— BEGIN Document passage —
TiVo said that my problem should have been resolved by resetting my recorder . The only thing he can suggest is a TiVo service call.

Where on earth would I get this done?

Maybe I should buy EyeTV as I now have a Mac, but nothing beats the real TiVo


----------



## dirtypacman (Feb 3, 2004)

Someone may tell you differently but I suggest trying to replace the hard drive-- this will allow for a new hard drive without losing your Lifetime service.


----------



## mjk (Mar 13, 2002)

Second that. I would think that your machine is almost certainly recoverable. Simplest approach is to drop in a replacement hard drive. If you want to get more spohisticated and try and save current recordings, system passes, etc, that may well also be possible.

Don't give up hope just yet!

Martin


----------



## iankb (Oct 9, 2000)

If you can get to a bash prompt (i.e. you're networked), then I would run 'mfscheck'. This looks like an error in the mfs filesystem, which may be due to a drive failure, but might also be just a correctable software-induced fault. These can often be corrected by running 'mfsassert -please', which will trigger a reboot into mfsfix, otherwise known as the 'Green Screen of Death'.

If you can't get a bash prompt, then a replacement drive is quite likely to fix the problem. Certainly well worth the risk, compared to the alternative of losing your TiVo.


----------



## cwaring (Feb 12, 2002)

iankb said:


> ...'mfsassert -please'...


This is one things I love about Linux; it's a very polite OS


----------



## blindlemon (May 12, 2002)

Instead of Guided Setup, have you tried "Clear and Delete Everything"?

This does what it says on the tin and can often cure database corruption problems.

Alternatively, you can trigger a GSOD using the remote by entering a special "kickstart" sequence during startup. Details here

And if that doesn't work, I would (maybe no surprise if you look at my homepage) agree that a new drive should fix your problem.


----------



## ChrisH (Jun 22, 2005)

blindlemon said:


> Instead of Guided Setup, have you tried "Clear and Delete Everything"?
> 
> This does what it says on the tin and can often cure database corruption problems.
> 
> ...


Yes, I have tried "Clear and Delete Everything"

Guys, I appreciate your advice re: changing the hard drive, but I am not a techie. (though I know what linux is and have windows and mac experience)

Perhaps it is a hard drive fault - my TiVo unit has been used non-stop day-in, day-out for three years in a busy student house. (TiVo is loved by all!)
— END Document passage —
— BEGIN Data excerpts —
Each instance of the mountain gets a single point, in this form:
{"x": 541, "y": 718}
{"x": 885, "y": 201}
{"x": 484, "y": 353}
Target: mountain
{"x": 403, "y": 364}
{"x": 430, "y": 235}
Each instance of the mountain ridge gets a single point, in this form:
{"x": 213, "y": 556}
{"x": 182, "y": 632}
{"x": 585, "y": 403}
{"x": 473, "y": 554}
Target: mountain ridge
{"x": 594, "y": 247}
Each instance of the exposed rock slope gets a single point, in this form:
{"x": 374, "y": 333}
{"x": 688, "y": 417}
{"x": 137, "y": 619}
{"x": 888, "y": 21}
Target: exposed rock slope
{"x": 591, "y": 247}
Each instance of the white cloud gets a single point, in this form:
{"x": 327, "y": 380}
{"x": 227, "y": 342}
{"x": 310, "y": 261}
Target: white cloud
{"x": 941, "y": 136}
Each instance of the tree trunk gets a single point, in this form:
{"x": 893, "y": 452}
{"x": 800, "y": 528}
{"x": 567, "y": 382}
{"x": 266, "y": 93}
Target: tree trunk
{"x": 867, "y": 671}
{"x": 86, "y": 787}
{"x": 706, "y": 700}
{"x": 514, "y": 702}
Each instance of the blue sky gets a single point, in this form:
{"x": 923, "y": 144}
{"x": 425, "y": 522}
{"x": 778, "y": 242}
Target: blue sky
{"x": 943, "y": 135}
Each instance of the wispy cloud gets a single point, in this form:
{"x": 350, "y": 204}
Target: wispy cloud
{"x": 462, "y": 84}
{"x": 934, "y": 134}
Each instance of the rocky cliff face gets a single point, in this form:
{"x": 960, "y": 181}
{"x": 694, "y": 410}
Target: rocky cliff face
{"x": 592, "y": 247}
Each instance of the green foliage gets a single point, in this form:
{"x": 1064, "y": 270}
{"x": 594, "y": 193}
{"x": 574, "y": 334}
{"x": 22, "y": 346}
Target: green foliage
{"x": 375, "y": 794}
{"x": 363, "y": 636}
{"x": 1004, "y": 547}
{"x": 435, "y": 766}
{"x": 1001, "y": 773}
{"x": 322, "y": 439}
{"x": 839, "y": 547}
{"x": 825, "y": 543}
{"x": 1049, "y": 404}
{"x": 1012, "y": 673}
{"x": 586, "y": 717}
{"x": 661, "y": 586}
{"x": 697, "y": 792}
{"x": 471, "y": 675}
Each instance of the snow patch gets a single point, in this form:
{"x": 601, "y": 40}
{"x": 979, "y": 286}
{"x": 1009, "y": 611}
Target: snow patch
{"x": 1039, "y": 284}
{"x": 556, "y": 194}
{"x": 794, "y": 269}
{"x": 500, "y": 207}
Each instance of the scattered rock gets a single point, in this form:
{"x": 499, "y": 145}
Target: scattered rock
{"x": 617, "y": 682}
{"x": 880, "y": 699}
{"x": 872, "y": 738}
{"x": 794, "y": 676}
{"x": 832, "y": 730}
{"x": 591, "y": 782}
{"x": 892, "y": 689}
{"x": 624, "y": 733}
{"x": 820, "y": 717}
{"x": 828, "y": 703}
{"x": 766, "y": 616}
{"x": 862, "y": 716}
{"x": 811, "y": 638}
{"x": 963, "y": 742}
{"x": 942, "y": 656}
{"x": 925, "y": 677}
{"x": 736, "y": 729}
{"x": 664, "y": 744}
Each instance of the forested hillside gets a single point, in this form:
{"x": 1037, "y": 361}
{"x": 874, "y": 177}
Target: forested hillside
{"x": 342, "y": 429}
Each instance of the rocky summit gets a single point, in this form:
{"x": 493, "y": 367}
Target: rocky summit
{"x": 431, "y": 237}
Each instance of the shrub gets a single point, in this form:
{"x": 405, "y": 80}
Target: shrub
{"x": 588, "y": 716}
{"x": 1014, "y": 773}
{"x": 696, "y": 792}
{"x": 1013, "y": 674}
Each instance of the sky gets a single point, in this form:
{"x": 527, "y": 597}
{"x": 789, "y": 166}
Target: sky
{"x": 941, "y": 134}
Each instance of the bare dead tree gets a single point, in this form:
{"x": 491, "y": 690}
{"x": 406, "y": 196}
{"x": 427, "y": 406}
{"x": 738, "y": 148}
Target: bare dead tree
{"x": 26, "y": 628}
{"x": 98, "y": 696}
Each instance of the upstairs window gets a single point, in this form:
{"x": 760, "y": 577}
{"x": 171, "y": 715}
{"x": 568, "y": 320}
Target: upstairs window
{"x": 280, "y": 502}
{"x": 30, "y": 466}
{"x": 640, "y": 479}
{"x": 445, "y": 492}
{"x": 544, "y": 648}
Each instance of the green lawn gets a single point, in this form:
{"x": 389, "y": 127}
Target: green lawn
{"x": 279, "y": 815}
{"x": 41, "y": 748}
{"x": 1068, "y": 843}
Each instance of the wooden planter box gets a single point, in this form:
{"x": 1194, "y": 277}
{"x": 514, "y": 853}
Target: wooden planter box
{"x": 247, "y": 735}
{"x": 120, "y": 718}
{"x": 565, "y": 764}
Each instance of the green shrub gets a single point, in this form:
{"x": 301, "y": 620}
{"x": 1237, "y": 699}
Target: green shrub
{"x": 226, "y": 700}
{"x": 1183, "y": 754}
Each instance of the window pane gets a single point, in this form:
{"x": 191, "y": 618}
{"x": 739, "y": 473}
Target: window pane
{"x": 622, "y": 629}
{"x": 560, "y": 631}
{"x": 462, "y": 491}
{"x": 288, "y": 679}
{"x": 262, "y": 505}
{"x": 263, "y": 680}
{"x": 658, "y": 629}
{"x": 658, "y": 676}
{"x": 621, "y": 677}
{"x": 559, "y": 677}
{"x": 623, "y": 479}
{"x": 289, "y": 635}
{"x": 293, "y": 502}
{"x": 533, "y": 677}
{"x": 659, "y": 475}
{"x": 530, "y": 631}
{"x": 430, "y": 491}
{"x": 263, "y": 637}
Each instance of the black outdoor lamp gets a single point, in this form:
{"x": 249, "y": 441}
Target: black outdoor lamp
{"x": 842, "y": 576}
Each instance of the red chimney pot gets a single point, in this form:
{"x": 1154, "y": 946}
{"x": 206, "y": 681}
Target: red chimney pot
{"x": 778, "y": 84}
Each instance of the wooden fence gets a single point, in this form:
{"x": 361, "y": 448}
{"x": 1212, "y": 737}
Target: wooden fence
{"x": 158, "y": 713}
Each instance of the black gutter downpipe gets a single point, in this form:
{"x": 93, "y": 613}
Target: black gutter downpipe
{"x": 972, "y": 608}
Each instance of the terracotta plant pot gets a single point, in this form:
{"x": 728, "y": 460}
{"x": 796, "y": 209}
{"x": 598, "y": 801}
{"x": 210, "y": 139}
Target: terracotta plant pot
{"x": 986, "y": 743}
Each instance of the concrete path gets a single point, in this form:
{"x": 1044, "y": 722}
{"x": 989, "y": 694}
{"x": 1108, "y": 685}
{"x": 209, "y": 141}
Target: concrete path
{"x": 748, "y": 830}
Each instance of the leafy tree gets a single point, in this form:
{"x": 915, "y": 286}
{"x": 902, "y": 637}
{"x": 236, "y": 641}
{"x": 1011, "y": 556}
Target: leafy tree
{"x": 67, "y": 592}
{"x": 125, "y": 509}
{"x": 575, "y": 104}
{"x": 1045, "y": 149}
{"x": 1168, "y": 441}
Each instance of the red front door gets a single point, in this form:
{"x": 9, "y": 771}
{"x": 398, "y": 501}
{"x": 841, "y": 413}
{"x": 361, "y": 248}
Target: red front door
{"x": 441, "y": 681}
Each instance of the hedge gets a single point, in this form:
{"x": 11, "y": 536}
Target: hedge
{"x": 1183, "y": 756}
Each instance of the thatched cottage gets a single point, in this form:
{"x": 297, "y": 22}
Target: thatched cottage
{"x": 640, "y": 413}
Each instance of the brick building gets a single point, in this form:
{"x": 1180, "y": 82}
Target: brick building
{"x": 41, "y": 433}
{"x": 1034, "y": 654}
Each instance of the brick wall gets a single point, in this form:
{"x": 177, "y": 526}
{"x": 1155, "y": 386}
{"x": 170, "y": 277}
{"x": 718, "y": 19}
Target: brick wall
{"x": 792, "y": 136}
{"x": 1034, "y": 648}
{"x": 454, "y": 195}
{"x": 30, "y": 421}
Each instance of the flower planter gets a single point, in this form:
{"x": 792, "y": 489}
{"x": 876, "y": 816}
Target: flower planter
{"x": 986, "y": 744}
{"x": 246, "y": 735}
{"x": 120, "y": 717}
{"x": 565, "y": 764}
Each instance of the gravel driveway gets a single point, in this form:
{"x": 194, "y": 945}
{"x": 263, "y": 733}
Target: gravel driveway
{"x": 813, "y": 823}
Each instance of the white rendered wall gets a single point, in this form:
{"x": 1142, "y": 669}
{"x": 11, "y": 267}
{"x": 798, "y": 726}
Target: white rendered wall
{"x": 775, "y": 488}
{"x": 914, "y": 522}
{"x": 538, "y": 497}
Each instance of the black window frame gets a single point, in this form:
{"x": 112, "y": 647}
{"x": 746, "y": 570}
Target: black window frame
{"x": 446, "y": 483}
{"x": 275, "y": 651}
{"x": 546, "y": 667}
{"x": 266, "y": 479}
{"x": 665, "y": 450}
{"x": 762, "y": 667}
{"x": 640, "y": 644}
— END Data excerpts —
§ What is required
Transcribe the TiVo repair thread from "## iankb (Oct" up to and including "(Feb 12, 2002)". The data plays no part in this work.

§ Output of the exercise
## iankb (Oct 9, 2000)

If you can get to a bash prompt (i.e. you're networked), then I would run 'mfscheck'. This looks like an error in the mfs filesystem, which may be due to a drive failure, but might also be just a correctable software-induced fault. These can often be corrected by running 'mfsassert -please', which will trigger a reboot into mfsfix, otherwise known as the 'Green Screen of Death'.

If you can't get a bash prompt, then a replacement drive is quite likely to fix the problem. Certainly well worth the risk, compared to the alternative of losing your TiVo.


----------



## cwaring (Feb 12, 2002)